## PAGINAFRAGMENT
= = = = = = =

Zonder feedback leert men niet. Rijsimulatoren bieden bijvoorbeeld de mogelijkheid om tijdens het rijden ook visuele feedback te geven. Een rijinstructeur kan zeggen dat een leerling slingert. Door een rechte lijn op het beeld te projecteren, kan een leerling in een simulator ook zelf zien dat hij slingert. Daarnaast bieden rijsimulatoren de mogelijkheid om achteraf de verrichtingen van een leerling tijdens een bepaalde verkeersopgave 'van bovenaf' te tonen, of te tonen vanuit het perspectief van de andere verkeersdeelnemer. Verder worden de mogelijkheden verkend om ook globaal te registreren in welke richting een leerling kijkt. Na een scenario doorlopen te hebben kunnen de beelden teruggespeeld worden met daarop de zichtvelden geprojecteerd. De leerling kan zo zien wat hij niet heeft kunnen zien (aan bijvoorbeeld gevaren) doordat hij in een verkeerde richting keek.

− Onbeperkt herhalen van leermomenten

Als een rijinstructeur in een lesauto bijvoorbeeld het invoegen op een drukke autosnelweg wil oefenen, is hij ervan afhankelijk of deze moeilijke invoegsituatie zich tijdens de rijles voordoet. In een rijsimulator kan de gewenste situatie geënsceneerd worden en keer op keer worden herhaald. − Geautomatiseerde en objectieve beoordeling

De prestaties van een leerling kunnen in een rijsimulator zeer nauwkeurig en objectief gemeten worden. In praktijklessen is men toch min of meer aangewezen op de 'klinische blik' van de rijinstructeur.

− Demonstratie van handelingen

Tijdens een praktijkrit zegt de rijinstructeur hoe gehandeld moet worden. De rijinstructeur gaat vrijwel nooit achter het stuur zitten om een bepaalde handeling voor te doen. In een rijsimulator kunnen handelingen wel eerst worden voorgedaan.

− Veilige omgeving om te oefenen

Maar heel weinig leerlingen zullen praktijklessen hebben gehad in bijvoorbeeld dichte mist. In een simulator kan men veilig oefenen in het rijden onder gevaarlijke omstandigheden.

Wat zijn de mogelijke nadelen van het leren rijden op een rijsimulator?

= = = = = = =

## KORTE OPDRACHT 1
Neem uit de onderstaande records elke regel over waarin de tekenreeks "grass" voorkomt. Houd daarbij rekening met hoofdletters en kleine letters.

## GEËXTRAHEERDE GEGEVENS

= = = = = = =

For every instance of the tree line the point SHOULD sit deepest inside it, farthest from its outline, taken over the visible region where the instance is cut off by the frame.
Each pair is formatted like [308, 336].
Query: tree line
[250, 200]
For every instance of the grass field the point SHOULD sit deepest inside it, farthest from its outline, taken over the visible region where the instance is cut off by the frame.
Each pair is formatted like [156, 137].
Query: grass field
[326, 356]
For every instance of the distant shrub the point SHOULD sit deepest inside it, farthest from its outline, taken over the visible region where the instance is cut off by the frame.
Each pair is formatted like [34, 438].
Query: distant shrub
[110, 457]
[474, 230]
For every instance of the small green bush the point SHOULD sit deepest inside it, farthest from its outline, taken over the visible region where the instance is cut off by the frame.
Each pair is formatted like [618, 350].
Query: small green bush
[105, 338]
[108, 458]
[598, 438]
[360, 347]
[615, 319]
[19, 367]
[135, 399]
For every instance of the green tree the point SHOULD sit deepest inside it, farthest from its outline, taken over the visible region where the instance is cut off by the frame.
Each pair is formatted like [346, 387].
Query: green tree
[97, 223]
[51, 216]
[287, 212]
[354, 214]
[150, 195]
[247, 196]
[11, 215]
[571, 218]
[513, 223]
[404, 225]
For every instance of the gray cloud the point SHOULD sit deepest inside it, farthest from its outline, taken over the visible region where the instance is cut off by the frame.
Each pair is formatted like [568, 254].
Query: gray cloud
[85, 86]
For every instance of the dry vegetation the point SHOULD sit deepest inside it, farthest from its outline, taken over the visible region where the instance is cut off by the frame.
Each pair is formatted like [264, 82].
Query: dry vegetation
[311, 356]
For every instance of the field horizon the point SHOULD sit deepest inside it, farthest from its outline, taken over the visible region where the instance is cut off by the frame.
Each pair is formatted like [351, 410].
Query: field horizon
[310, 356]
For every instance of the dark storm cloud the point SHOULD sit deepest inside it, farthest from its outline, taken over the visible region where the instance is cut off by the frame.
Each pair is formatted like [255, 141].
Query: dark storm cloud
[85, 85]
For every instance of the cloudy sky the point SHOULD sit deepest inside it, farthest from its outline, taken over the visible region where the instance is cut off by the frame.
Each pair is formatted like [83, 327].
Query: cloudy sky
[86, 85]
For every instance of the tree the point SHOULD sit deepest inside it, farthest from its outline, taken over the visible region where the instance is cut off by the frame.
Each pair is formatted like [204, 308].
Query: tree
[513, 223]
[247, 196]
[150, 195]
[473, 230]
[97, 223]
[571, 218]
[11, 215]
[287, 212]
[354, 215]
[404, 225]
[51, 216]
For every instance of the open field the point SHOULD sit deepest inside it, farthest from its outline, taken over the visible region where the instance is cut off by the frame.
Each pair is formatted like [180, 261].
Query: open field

= = = = = = =

## KORTE OPDRACHT 2
Vervolg de tekst over leren rijden in een rijsimulator, aansluitend op de laatste zin.

## VERWACHT ANTWOORD 1
For every instance of the grass field the point SHOULD sit deepest inside it, farthest from its outline, taken over the visible region where the instance is cut off by the frame.
Query: grass field

## VERWACHT ANTWOORD 2
Simulatoren kennen echter ook een aantal mogelijke nadelen. Een simulator is een nabootsing van de werkelijkheid. Zelfs bij de meest geavanceerde high-endsimulatoren die er in de wereld bestaan en die veel te kostbaar zijn om gebruikt te worden voor training in de basisrijopleiding, is die nabootsing nog verre van perfect. Uit experimenten in de leerpsychologie is gebleken dat er geen transfer plaatsvindt als de leeromgeving duidelijk afwijkt van de praktijk (Groeger, 2000). Dit wil zeggen dat wat men in een zekere leeromgeving (de simulatoromgeving) heeft geleerd niet zal toepassen in een omgeving die duidelijk anders is (de praktijk).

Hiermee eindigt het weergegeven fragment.